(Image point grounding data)
┌────────
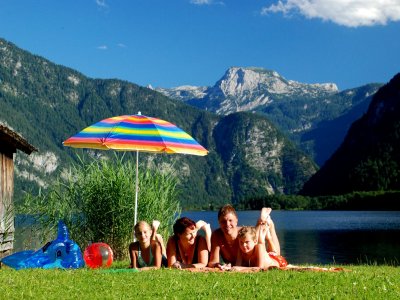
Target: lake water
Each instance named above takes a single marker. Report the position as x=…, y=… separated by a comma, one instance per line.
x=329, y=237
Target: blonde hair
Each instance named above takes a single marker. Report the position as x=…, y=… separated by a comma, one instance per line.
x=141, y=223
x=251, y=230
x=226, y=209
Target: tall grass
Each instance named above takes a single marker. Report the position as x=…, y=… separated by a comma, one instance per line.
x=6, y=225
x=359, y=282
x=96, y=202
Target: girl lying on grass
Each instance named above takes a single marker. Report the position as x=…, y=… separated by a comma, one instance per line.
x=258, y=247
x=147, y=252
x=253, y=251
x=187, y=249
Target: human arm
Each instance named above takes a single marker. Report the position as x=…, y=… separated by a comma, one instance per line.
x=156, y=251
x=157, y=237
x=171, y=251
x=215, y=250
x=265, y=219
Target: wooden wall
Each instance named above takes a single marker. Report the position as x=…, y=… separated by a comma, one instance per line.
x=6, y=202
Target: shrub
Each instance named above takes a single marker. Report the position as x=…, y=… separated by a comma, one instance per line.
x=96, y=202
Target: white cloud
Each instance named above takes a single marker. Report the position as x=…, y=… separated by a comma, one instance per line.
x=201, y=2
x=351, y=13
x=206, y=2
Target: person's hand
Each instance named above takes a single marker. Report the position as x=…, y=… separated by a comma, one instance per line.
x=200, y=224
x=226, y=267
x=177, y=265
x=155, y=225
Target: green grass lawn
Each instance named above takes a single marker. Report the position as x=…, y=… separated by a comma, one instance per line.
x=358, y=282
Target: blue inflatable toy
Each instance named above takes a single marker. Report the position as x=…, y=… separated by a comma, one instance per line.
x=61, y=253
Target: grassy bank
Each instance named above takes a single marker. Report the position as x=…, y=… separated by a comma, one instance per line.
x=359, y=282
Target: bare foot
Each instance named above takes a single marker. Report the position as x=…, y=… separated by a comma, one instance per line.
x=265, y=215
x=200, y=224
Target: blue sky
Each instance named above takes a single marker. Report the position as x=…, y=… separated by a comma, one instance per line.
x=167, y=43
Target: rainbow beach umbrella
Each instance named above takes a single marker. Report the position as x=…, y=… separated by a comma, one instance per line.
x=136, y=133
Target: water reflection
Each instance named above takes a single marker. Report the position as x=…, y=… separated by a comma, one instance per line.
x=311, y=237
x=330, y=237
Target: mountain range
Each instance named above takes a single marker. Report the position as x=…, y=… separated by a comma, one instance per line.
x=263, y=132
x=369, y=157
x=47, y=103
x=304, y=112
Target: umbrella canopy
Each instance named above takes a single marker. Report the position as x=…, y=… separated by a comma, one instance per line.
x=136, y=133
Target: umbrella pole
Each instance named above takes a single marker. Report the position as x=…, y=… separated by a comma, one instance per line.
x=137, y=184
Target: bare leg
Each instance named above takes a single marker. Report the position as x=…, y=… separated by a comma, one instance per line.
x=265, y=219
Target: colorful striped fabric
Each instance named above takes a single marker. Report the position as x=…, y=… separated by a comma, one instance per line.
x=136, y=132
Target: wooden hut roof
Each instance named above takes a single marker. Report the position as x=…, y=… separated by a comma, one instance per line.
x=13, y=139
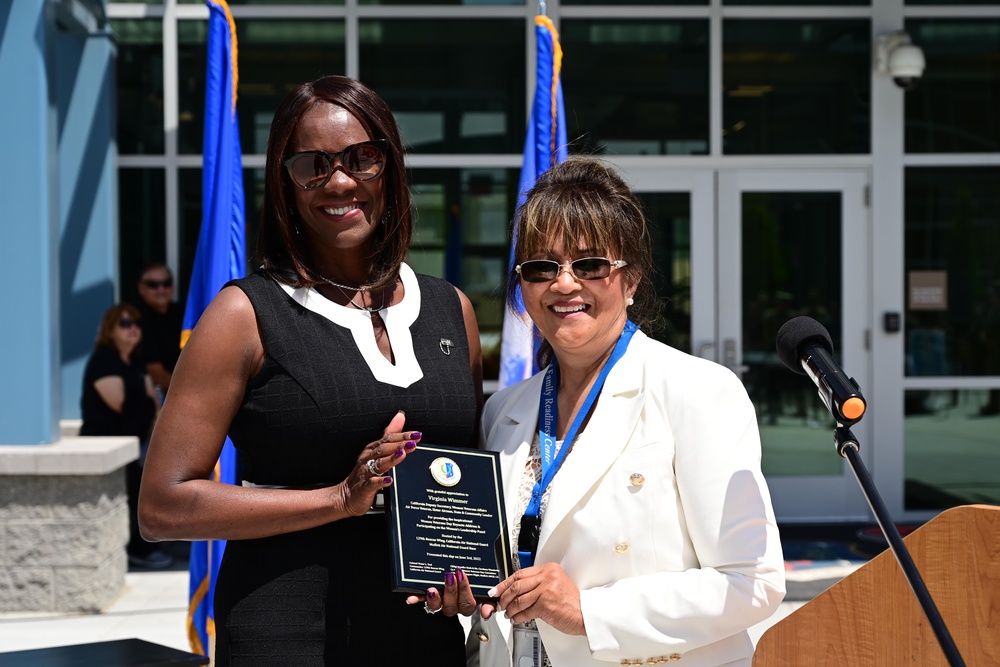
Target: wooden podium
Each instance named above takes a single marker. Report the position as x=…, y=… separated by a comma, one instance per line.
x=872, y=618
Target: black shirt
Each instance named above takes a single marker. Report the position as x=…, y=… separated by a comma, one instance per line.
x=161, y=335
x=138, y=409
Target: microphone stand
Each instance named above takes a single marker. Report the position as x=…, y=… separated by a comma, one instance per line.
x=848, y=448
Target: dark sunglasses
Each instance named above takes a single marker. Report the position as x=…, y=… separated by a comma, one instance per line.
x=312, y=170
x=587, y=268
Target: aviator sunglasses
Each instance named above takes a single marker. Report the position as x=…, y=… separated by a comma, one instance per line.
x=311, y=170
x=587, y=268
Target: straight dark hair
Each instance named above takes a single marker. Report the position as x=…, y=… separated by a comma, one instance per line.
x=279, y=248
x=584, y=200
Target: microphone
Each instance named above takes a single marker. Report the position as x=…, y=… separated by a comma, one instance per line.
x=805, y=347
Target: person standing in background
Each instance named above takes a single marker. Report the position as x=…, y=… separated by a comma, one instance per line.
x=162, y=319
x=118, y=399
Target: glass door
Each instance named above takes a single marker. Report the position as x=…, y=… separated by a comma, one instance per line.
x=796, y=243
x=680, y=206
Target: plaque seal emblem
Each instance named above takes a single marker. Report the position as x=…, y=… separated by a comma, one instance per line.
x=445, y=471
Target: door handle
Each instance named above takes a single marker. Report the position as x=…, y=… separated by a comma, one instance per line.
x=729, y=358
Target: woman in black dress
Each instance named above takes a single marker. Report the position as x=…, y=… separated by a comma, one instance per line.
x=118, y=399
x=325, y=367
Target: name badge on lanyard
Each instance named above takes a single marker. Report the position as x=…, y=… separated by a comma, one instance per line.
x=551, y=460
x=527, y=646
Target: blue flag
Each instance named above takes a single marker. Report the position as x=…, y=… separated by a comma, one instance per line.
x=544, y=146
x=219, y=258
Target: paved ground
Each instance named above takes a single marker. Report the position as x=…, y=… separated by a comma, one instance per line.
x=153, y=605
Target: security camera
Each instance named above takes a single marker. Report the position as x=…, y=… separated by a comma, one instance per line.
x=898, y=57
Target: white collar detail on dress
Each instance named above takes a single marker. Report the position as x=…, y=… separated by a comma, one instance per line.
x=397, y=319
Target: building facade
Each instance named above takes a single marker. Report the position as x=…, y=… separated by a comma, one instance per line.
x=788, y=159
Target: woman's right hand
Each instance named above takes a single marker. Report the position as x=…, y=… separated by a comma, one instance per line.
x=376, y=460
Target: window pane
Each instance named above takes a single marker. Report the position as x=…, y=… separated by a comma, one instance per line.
└────────
WHAT TO PRODUCE: Word for word, restate each line above, minus its pictures.

TASK ANSWER:
Target: lake water
Each instance named above takes a single marker. Report the position as x=…, y=… separated by a comma, one instance per line.
x=329, y=237
Target: blonde hair
Each instance named above takes a single marker. Report the position as x=…, y=… separated by a comma, one instance per line.
x=141, y=223
x=251, y=230
x=226, y=209
Target: tall grass
Each instance named above takes a single marker. Report the position as x=…, y=… separated by a comma, one instance per line.
x=6, y=225
x=359, y=282
x=96, y=202
Target: girl lying on grass
Each instance named above takes a single marker. Report the position as x=…, y=… separated by a comma, one instance per line.
x=258, y=247
x=147, y=252
x=253, y=251
x=187, y=249
Target: human arm
Each instance named above takes a single marker. Report the position as x=…, y=… separated by a comma, one instance per line.
x=156, y=251
x=157, y=237
x=171, y=251
x=215, y=250
x=265, y=219
Target: wooden wall
Each instance named above takes a single marker. Report the position as x=…, y=… separated by a comma, one instance per line.
x=6, y=202
Target: shrub
Each instance named above takes a single marker. Report the position as x=…, y=… separated by a comma, one instance per line.
x=96, y=202
Target: white cloud
Each instance named above takes a single marker. Report the position as x=…, y=… separated by a comma, one instance per line.
x=201, y=2
x=351, y=13
x=206, y=2
Target: person's hand
Each instance named above takes a single marker. Report the position as x=…, y=… separated by a comma, one instance per line.
x=200, y=224
x=226, y=267
x=177, y=265
x=155, y=225
Target: green grass lawn
Each instance named above takes a single marker. Report the position as x=…, y=… separated by a comma, one instance per line.
x=358, y=282
Target: blue inflatable toy
Each instance named above takes a single marker. Report the position as x=…, y=… separated by a comma, one instance per line.
x=61, y=253
Target: grassy bank
Each instance named above takes a single marker. Report the position as x=…, y=… separated by a comma, one instance per line.
x=359, y=282
Target: bare foot
Each instance named above takes a single marker. Report the position as x=…, y=… separated by a comma, one instance per line.
x=265, y=215
x=200, y=224
Target: blue sky
Each instance named above takes a single marker. Report the position as x=…, y=… separated by a comma, one instance per line.
x=167, y=43
Target: rainbow beach umbrella
Each instance named above takes a single marker. Report the position as x=…, y=… separated by a comma, one instance per line.
x=136, y=133
Target: water reflection
Each instance named above takes a single marker. Report the position as x=…, y=… separated by a comma, one instance per line.
x=311, y=237
x=330, y=237
Target: mountain range
Each instance named above takes a single marker. Report the position as x=…, y=… separated by a comma, one instance per line.
x=263, y=132
x=369, y=157
x=47, y=103
x=304, y=112
Target: umbrella canopy
Each instance named above takes a single marker. Report the position as x=…, y=… separated by a comma, one instance per line.
x=136, y=133
Target: umbrella pole
Each instance named above takes a single marker. Report the position as x=…, y=… separated by a comma, one instance per line.
x=137, y=184
Target: bare leg
Each instance named above takes a single marker. Report the position as x=…, y=… separated by a comma, one instance per line.
x=265, y=219
Target: colorful striped fabric
Each instance named above takes a single marker. Report the position as x=…, y=… separated by a comma, one instance per line.
x=136, y=132
Target: wooden hut roof
Each instance named above takes a single marker. Report the position as x=…, y=… separated by a comma, one instance per line.
x=13, y=139
Target: wooden podium
Each instance named above takes a single marker. Report the position as x=…, y=… separated by a comma, one instance per line.
x=872, y=618
Target: black shirt
Each instance named above takes a single marker. Report the position as x=…, y=… separated by a comma, one instance per line.
x=161, y=335
x=138, y=409
Target: microphone stand
Each instance named above takes a single marker. Report the position as x=…, y=… separated by a comma, one instance per line.
x=848, y=448
Target: dark sunglasses
Each instance named above takes a single marker. Report the position as x=…, y=… separated by a comma, one instance per line.
x=312, y=170
x=587, y=268
Target: aviator sunglasses
Each instance named above takes a single marker. Report the position as x=…, y=… separated by a comma, one instance per line.
x=311, y=170
x=587, y=268
Target: straight dark hair
Each instance named above takes a single marker. Report the position as x=…, y=… separated by a comma, one instance per line.
x=279, y=248
x=584, y=200
Target: microphone
Each instance named above takes a single marker. Report the position as x=…, y=… separated by a comma, one instance per line.
x=805, y=347
Target: person standing in background
Each instance named above takes a single marker. Report the position as x=…, y=… separated by a comma, one instance per line.
x=162, y=319
x=118, y=399
Target: glass door
Each instance named above takes a single marker. Report the position as x=…, y=… separated by a comma, one instance per line.
x=796, y=243
x=680, y=206
Target: plaque seal emblem
Each instance named above takes a single marker. Report the position as x=…, y=… separated by a comma, one instance per line.
x=445, y=471
Target: door handle
Each instance named above takes a single marker. Report the position as x=…, y=… separated by a comma, one instance per line.
x=729, y=358
Target: woman in black dress
Each instance named above takes a single marker. Report the position as x=…, y=… separated by a comma, one instance per line.
x=118, y=399
x=325, y=367
Target: name badge on lanyard
Each instance named above takes a single marker. Report the position as x=…, y=… separated by a comma, one instance per line.
x=551, y=460
x=527, y=646
Target: blue flag
Each instance named above takes a single marker. Report the position as x=…, y=… separated by a comma, one instance per line.
x=544, y=146
x=219, y=258
Target: paved ground
Each instance named above takes a single marker. Report the position as x=…, y=… separated by a comma, one instance per line.
x=153, y=605
Target: security camera
Each instance named above takes a single marker. Report the position as x=…, y=… separated by a comma, one instance per line.
x=898, y=57
Target: white collar detail on dress
Each instance named above takes a single marker. Report the position as x=…, y=… separated by a comma, one instance per line.
x=397, y=319
Target: building facade
Each instance named above takes a single marker. Report the position as x=…, y=… separated by a comma, one instance per line.
x=788, y=159
Target: woman's right hand
Each instance named above takes a single marker. Report the position as x=…, y=… separated by a comma, one instance per line.
x=376, y=460
Target: window pane
Each instance named above takes a single marker. Report the position as x=…, y=… separated by a comma, one instance per line.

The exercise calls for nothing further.